Copy out verbatim the stretch of the material from the line containing "[locate] the white cloud" through the line containing "[locate] the balcony", including both of those lines.

-- MATERIAL FOR THIS EXERCISE --

━━━━━━

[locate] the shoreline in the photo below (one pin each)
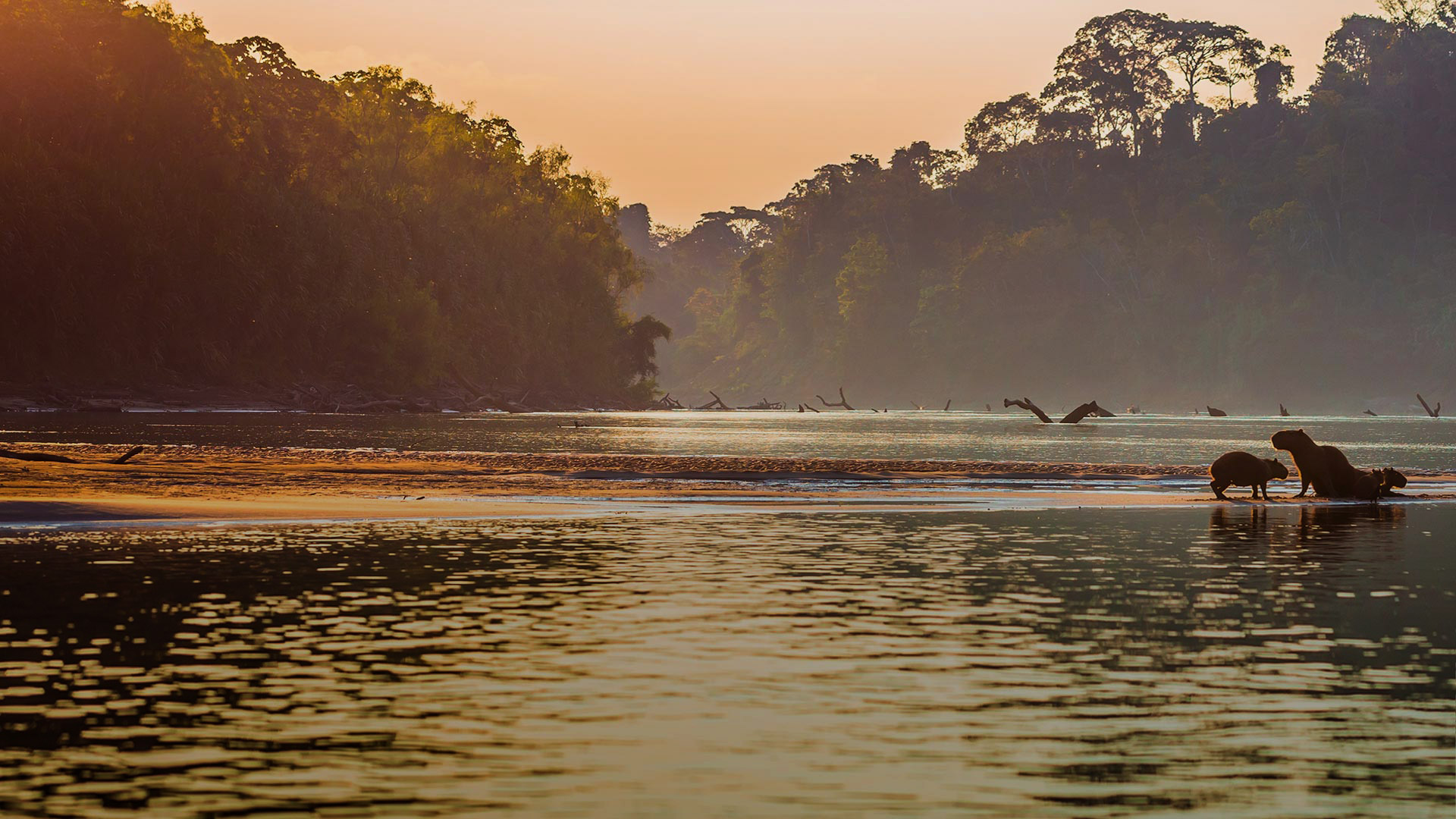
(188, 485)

━━━━━━

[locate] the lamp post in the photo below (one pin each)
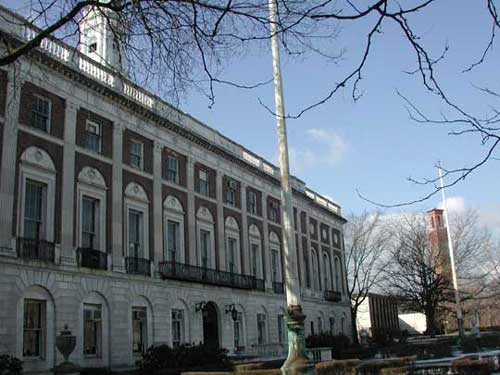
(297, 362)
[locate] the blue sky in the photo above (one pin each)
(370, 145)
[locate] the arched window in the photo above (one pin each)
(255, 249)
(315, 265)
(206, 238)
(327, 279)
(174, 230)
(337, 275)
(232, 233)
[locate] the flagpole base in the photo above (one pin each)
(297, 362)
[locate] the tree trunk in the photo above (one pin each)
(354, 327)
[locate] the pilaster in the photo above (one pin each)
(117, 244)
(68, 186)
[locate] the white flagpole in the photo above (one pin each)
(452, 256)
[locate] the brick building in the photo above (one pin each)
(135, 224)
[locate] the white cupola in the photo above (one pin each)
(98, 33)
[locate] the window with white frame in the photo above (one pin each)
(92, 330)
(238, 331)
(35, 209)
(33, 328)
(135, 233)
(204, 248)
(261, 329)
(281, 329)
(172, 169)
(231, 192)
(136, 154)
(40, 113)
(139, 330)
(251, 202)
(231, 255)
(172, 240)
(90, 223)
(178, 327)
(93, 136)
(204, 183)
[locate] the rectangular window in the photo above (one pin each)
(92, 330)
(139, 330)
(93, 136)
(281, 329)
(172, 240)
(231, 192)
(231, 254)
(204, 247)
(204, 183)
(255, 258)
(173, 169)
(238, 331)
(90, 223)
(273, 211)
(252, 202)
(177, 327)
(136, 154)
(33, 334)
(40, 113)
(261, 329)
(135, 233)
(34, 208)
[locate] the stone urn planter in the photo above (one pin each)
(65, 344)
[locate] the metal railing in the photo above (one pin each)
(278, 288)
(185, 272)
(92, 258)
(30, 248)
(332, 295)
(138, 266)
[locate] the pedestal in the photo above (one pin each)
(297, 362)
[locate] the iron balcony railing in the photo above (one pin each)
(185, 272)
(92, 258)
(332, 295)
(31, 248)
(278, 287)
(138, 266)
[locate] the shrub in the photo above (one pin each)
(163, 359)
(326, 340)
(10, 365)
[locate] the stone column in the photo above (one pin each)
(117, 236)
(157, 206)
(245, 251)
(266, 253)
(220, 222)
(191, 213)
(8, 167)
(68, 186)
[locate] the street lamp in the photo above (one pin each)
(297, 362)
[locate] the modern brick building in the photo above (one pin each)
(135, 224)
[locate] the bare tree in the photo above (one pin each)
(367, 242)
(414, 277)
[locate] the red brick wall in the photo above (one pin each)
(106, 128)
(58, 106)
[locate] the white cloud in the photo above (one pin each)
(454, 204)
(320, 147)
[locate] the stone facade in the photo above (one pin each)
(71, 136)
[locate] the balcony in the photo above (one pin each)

━━━━━━

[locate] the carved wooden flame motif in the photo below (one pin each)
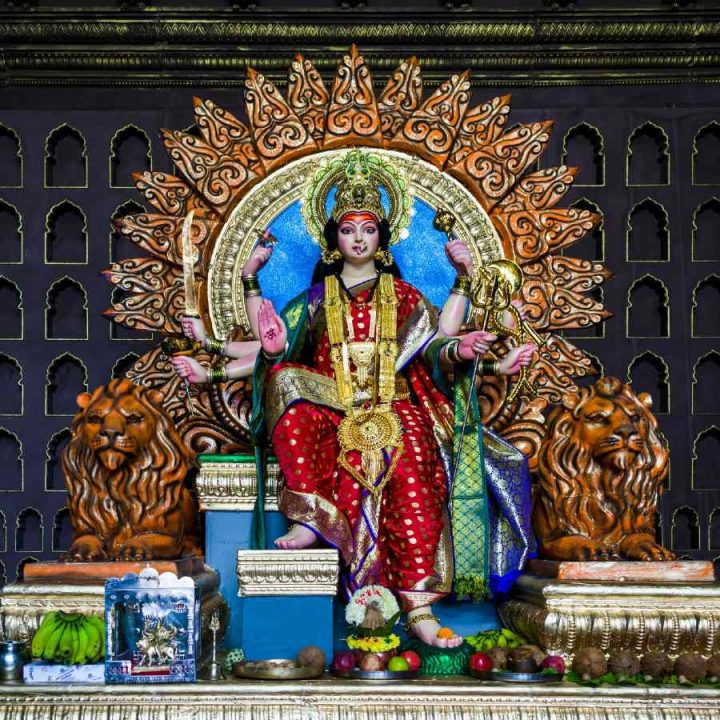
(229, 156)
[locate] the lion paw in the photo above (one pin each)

━━━━━━

-- EXPECTED ANSWER --
[locate] the white cloud in the photo above (one pin each)
(454, 204)
(320, 147)
[locate] the stone facade in the photo above (one pin each)
(71, 136)
[locate] the balcony in the photo above (one pin each)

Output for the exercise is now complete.